─── ENTRIES PROVIDED
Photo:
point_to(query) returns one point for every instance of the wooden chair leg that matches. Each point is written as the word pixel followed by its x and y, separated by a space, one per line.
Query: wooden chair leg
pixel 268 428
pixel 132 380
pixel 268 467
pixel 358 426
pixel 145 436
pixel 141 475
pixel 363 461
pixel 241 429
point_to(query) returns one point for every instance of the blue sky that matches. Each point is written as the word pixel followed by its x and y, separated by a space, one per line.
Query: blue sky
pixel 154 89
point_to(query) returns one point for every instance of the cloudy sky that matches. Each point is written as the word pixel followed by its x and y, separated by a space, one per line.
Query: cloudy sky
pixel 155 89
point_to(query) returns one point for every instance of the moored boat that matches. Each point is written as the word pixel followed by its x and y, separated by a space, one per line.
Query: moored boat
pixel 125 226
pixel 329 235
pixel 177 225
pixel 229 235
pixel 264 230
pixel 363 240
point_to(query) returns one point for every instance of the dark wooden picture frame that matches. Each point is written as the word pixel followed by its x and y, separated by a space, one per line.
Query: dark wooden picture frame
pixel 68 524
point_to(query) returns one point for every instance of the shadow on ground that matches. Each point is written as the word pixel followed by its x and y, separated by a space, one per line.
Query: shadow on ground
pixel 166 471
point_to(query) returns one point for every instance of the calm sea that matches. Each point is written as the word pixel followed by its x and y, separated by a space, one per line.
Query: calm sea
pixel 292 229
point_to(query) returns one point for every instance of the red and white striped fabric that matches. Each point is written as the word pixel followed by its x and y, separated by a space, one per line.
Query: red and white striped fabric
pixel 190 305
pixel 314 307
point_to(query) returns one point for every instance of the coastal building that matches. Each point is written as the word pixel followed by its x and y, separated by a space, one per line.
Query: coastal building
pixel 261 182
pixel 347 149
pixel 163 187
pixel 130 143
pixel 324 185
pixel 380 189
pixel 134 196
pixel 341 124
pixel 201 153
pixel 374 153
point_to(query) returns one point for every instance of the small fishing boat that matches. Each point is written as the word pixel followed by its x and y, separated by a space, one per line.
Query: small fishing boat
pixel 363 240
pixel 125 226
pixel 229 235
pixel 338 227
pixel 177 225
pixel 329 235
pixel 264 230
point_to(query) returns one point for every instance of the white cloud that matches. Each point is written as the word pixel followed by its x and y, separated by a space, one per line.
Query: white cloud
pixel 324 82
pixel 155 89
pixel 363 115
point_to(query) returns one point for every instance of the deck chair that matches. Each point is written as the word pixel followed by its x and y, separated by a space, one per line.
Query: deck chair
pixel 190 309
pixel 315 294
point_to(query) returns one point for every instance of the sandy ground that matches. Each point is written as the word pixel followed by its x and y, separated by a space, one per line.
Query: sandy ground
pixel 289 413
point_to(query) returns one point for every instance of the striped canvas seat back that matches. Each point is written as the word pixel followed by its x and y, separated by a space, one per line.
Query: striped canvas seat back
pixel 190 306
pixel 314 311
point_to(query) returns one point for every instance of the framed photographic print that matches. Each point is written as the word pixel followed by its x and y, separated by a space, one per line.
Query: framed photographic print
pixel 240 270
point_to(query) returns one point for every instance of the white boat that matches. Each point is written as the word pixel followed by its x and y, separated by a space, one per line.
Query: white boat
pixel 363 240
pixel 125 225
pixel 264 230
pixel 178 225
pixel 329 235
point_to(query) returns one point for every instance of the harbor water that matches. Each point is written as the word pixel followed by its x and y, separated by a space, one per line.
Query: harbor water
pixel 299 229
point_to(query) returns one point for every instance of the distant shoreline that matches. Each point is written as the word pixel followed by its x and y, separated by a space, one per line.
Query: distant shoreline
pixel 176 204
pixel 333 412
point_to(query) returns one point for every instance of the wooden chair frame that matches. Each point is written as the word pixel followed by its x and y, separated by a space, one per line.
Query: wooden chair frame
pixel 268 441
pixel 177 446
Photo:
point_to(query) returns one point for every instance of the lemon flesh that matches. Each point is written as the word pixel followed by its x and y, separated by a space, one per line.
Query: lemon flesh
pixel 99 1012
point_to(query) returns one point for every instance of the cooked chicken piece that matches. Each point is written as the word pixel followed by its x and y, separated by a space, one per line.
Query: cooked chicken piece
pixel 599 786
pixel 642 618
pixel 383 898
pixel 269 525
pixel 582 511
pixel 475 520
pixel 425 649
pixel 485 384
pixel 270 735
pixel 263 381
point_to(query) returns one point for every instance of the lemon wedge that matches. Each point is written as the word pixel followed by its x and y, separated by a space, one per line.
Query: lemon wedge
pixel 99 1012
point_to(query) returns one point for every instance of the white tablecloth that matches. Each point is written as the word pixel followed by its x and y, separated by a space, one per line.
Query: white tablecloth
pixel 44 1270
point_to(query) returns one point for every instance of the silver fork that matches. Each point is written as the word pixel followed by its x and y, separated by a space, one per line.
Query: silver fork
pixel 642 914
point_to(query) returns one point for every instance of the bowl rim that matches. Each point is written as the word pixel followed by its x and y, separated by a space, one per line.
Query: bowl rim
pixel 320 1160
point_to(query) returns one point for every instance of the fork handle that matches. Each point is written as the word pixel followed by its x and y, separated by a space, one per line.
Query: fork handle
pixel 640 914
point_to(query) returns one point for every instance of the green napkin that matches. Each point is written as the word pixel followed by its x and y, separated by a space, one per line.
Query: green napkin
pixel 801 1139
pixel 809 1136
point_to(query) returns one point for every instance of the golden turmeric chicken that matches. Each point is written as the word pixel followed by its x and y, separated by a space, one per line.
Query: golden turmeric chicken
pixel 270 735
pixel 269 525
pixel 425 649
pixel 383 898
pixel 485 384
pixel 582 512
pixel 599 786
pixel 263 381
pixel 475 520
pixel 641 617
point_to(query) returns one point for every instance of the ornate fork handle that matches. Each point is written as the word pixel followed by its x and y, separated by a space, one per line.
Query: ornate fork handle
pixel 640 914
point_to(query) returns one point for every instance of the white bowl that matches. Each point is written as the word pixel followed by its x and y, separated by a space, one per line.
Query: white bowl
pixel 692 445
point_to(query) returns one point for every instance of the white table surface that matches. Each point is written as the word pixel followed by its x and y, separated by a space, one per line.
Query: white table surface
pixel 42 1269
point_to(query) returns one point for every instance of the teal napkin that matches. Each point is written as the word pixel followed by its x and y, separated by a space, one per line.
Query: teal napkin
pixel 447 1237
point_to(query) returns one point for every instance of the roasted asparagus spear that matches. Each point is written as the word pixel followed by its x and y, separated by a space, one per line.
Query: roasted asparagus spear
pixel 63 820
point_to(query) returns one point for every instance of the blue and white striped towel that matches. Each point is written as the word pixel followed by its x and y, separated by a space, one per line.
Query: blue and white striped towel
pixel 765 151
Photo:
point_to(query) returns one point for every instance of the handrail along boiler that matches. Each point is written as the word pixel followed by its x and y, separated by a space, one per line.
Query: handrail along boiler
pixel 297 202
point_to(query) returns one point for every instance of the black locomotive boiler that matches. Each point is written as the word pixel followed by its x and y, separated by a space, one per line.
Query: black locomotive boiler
──────
TASK TO CARRY OUT:
Rewrite the data above as a numbered list with one line per item, omitting any blank lines.

RESULT BELOW:
1. Photo:
2. point_to(query) returns one point for every instance of the wooden chair leg that matches. Each point is written as the word pixel followed by its x and y, separated by a space, one per line.
3. Query: wooden chair leg
4. pixel 268 428
5. pixel 132 380
6. pixel 268 467
7. pixel 358 426
8. pixel 145 436
9. pixel 141 475
10. pixel 363 461
11. pixel 241 429
12. point_to(query) returns one point for every instance of the blue sky that matches. Each point is written as the word pixel followed by its x and y, separated by a space, one per line.
13. Query: blue sky
14. pixel 154 89
15. point_to(query) returns one point for every instance of the cloudy sky that matches. Each point is written as the word pixel followed by its x and y, separated by a space, one per line.
16. Query: cloudy sky
17. pixel 155 89
18. point_to(query) returns one point for every instance of the moored boat that matches. Each point is written as the word pixel followed by its x and y, separated by a space, one per line.
19. Query: moored boat
20. pixel 125 226
21. pixel 329 235
22. pixel 177 225
23. pixel 229 235
24. pixel 264 230
25. pixel 363 240
26. point_to(query) returns one point for every instance of the dark wooden picture frame that matches. Each point is written as the word pixel followed by its x and y, separated by a space, one per line.
27. Query: dark wooden picture frame
28. pixel 68 524
29. point_to(query) returns one point for every instance of the shadow on ground that matches. Each point is written as the word pixel followed by its x and y, separated by a space, one per line.
30. Query: shadow on ground
31. pixel 166 471
32. point_to(query) returns one point for every instance of the calm sea that matches. Each point is written as the word pixel followed by its x and y, separated by a space, one per line.
33. Query: calm sea
34. pixel 292 229
35. point_to(query) returns one point for every instance of the red and white striped fabric that matches. Each point is written as the word pixel followed by its x and y, separated by a space, one per line.
36. Query: red and white striped fabric
37. pixel 190 305
38. pixel 314 307
39. point_to(query) returns one point for every instance of the coastal building that matches. Each point is written as the word pixel followed by its x and y, separated by a space, one per line.
40. Query: coastal building
41. pixel 261 182
42. pixel 347 149
43. pixel 163 187
44. pixel 130 143
45. pixel 324 185
46. pixel 380 189
47. pixel 134 196
48. pixel 341 124
49. pixel 201 153
50. pixel 374 153
51. point_to(query) returns one point for every instance of the small fishing boat that matches. Each point is written as the word pixel followed by its x and y, separated by a space, one per line.
52. Query: small fishing boat
53. pixel 363 240
54. pixel 125 226
55. pixel 229 235
56. pixel 338 227
57. pixel 177 225
58. pixel 329 235
59. pixel 264 230
60. point_to(query) returns one point for every instance of the white cloud that matches. Each point is written as the word pixel followed by its x and y, separated by a space, one per line.
61. Query: white cloud
62. pixel 324 82
63. pixel 155 89
64. pixel 363 115
65. point_to(query) returns one point for every instance of the deck chair that matches. Each point is written as the word pixel followed by its x and y, separated by a space, one per line.
66. Query: deck chair
67. pixel 190 309
68. pixel 315 294
69. point_to(query) returns one point for every instance of the sandy ground that matches. Each point is written as the word pixel followed by its x and y, separated by a space, one per line.
70. Query: sandy ground
71. pixel 289 413
72. point_to(query) returns one point for every instance of the striped canvas seat back that matches. Each point is written as the word pixel followed by its x and y, separated by a space, one per line.
73. Query: striped canvas seat back
74. pixel 190 306
75. pixel 314 311
76. point_to(query) returns one point for every instance of the framed photographic print that matches. Each point is written as the word pixel followed by its x and y, separated by a space, one per line.
77. Query: framed photographic print
78. pixel 240 270
79. point_to(query) returns one point for every instance of the white boat that matches. Each point is written as the word pixel followed by its x and y, separated by a space, one per line.
80. Query: white boat
81. pixel 363 240
82. pixel 125 225
83. pixel 264 230
84. pixel 178 225
85. pixel 329 235
86. point_to(query) returns one point for every instance of the harbor water that matches. Each point is written as the word pixel followed by its x and y, separated by a space, one per line.
87. Query: harbor water
88. pixel 299 229
89. point_to(query) returns one point for every instance of the distant shoreline that matches. Each point is written as the word pixel followed by its x and y, separated by a space, one per line.
90. Query: distant shoreline
91. pixel 176 204
92. pixel 333 412
93. point_to(query) returns one point for every instance of the wooden chair frame that matches. Each point is written as the word pixel followed by its x and y, separated by a space, one per line.
94. Query: wooden chair frame
95. pixel 268 441
96. pixel 177 446
97. Photo:
98. point_to(query) returns one point for every instance of the lemon flesh that matches. Each point is written as the word pixel followed by its x and y, separated by a space, one per line.
99. Query: lemon flesh
100. pixel 99 1012
101. point_to(query) returns one point for every instance of the cooked chicken piece that matches. Each point is written as the word pixel followed by its x and y, separated by a space, one per line.
102. Query: cooked chicken piece
103. pixel 599 786
104. pixel 642 618
105. pixel 383 898
106. pixel 269 525
107. pixel 582 511
108. pixel 475 520
109. pixel 425 649
110. pixel 485 384
111. pixel 270 735
112. pixel 263 381
113. point_to(query) returns one point for every instance of the lemon wedge that matches. Each point is written as the word pixel followed by its x and y, separated by a space, one per line.
114. Query: lemon wedge
115. pixel 99 1012
116. point_to(query) returns one point for every instance of the white tablecloth that matches. Each point is written as the word pixel followed by its x and y, separated by a space, one per line.
117. Query: white tablecloth
118. pixel 44 1270
119. point_to(query) returns one point for every instance of the silver fork that matches. Each point is written as the word pixel followed by its x and y, separated by a space, one per line.
120. Query: silver fork
121. pixel 642 914
122. point_to(query) returns one point for every instance of the bowl rim that matches. Each point is written as the word pixel followed by its x and y, separated by a space, one per line.
123. Query: bowl rim
124. pixel 320 1160
125. point_to(query) returns one point for every instance of the fork handle that matches. Each point is written as the word pixel followed by its x and y, separated by a space, one per line.
126. Query: fork handle
127. pixel 640 914
128. point_to(query) returns one point for every instance of the green napkin that matches. Each point is written as the word pixel followed by its x and y, separated by a space, one per line.
129. Query: green napkin
130. pixel 801 1139
131. pixel 809 1136
132. point_to(query) returns one point for every instance of the golden turmeric chicken that matches. Each point is written as the word pixel followed by its x and y, separated by a space, one per line.
133. Query: golden turmeric chicken
134. pixel 270 735
135. pixel 269 525
136. pixel 425 649
137. pixel 383 898
138. pixel 485 384
139. pixel 582 512
140. pixel 599 786
141. pixel 263 381
142. pixel 475 520
143. pixel 641 617
144. point_to(query) returns one point for every instance of the ornate fork handle that matches. Each point is written as the word pixel followed by its x and y, separated by a space, one per line.
145. Query: ornate fork handle
146. pixel 640 914
147. point_to(query) returns one point for every instance of the white bowl that matches. Each point is written as the word pixel followed by its x and y, separated by a space, one per line.
148. Query: white bowl
149. pixel 692 445
150. point_to(query) returns one point for every instance of the white table surface that matches. Each point is written as the word pixel followed by its x and y, separated by a space, one per line.
151. Query: white table surface
152. pixel 42 1269
153. point_to(query) returns one point for every instance of the teal napkin that matches. Each point is written as the word pixel followed by its x and y, separated by a space, one per line.
154. Query: teal napkin
155. pixel 447 1237
156. point_to(query) returns one point for every instance of the roasted asparagus spear that matches. Each point is written as the word pixel followed by its x and y, separated by a space, one per line.
157. Query: roasted asparagus spear
158. pixel 63 820
159. point_to(query) returns one point for every instance of the blue and white striped towel that matches. Each point is written as the word pixel followed by its x and y, separated by a space, one per line.
160. Query: blue and white striped towel
161. pixel 765 151
162. Photo:
163. point_to(query) returns one point for every instance of the handrail along boiler that matches. Each point is written as the word pixel followed by its x and y, separated by a space, one per line.
164. Query: handrail along boiler
165. pixel 297 202
166. point_to(query) returns one point for every instance of the black locomotive boiler that matches. Each point is written as the word pixel followed by its x and y, separated by a space, one per line.
167. Query: black locomotive boiler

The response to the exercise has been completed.